» **DIRECTIVE**:
Copy out these lines exactly, starting at the line containing "Find the paved" and ending at the line containing "M 172 100 L 57 77 L 34 143 L 125 206 Z".

*** DATA FOR THIS EXERCISE ***

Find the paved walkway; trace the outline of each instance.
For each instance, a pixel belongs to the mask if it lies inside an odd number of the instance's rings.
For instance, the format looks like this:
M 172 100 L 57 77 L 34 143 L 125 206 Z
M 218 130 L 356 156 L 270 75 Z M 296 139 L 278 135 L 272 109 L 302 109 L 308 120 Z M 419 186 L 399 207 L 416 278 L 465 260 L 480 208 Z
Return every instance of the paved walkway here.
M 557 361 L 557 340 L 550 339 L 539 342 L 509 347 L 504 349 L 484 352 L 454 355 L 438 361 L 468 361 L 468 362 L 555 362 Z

***
*** DATA FOR THIS EXERCISE ***

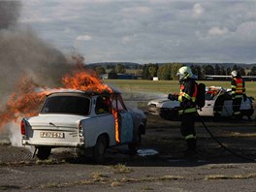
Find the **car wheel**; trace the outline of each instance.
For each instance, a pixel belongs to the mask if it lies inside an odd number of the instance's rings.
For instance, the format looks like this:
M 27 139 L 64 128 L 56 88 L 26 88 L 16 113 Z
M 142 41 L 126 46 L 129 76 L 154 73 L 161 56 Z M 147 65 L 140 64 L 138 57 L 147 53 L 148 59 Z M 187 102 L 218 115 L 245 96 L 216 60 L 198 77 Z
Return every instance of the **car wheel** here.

***
*** DATA FOR THIS EXERCISE ***

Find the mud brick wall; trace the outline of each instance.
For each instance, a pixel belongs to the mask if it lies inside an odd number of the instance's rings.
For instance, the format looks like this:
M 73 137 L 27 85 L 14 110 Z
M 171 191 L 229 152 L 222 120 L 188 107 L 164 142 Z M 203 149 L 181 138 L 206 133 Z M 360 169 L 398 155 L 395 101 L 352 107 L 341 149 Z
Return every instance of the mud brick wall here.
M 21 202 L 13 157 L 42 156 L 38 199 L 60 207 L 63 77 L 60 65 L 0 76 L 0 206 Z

***

» **ANSWER**:
Find the paved walkway; trace the outline of each instance.
For each instance, a pixel belongs to the mask if it lies inside an odd number of the instance's rings.
For instance, the format looks like this:
M 172 100 L 57 77 L 34 143 L 125 206 Z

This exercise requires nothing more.